* **WORK REQUEST**:
Return every line from the records below that has the word "roof".

* **EXERCISE INPUT**:
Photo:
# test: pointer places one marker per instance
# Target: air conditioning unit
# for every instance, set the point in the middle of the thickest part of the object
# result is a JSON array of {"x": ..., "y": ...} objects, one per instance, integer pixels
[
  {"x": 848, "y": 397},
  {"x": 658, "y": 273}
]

==

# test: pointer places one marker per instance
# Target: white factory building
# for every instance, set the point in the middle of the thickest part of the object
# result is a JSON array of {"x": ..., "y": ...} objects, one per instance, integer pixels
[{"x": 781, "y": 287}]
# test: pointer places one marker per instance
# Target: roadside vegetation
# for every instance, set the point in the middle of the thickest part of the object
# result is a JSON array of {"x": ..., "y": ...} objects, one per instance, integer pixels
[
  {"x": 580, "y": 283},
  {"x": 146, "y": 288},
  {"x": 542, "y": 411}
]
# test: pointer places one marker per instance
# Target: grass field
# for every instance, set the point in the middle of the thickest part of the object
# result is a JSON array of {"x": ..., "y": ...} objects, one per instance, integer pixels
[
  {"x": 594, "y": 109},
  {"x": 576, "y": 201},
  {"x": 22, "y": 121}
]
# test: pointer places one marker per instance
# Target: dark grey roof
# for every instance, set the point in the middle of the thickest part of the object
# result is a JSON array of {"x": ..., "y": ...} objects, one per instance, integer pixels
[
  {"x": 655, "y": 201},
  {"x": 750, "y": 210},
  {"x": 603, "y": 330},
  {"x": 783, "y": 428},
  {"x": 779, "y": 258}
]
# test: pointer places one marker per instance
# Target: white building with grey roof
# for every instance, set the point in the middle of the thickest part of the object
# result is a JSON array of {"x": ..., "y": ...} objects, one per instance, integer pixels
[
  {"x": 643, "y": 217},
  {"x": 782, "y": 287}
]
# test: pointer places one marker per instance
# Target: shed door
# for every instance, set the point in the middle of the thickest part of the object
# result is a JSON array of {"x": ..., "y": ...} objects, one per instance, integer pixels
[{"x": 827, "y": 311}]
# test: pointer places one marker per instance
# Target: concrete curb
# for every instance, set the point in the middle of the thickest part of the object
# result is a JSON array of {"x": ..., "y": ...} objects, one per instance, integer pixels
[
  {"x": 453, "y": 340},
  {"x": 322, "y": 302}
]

---

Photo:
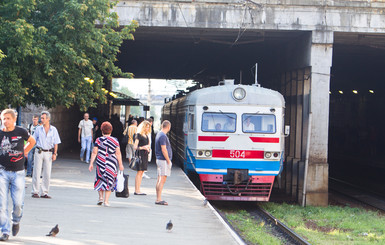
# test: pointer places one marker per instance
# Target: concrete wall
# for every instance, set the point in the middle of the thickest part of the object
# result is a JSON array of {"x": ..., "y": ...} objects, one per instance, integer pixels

* **EXERCISE OUTPUT**:
# Target: dark grey roof
# Target: white building with grey roof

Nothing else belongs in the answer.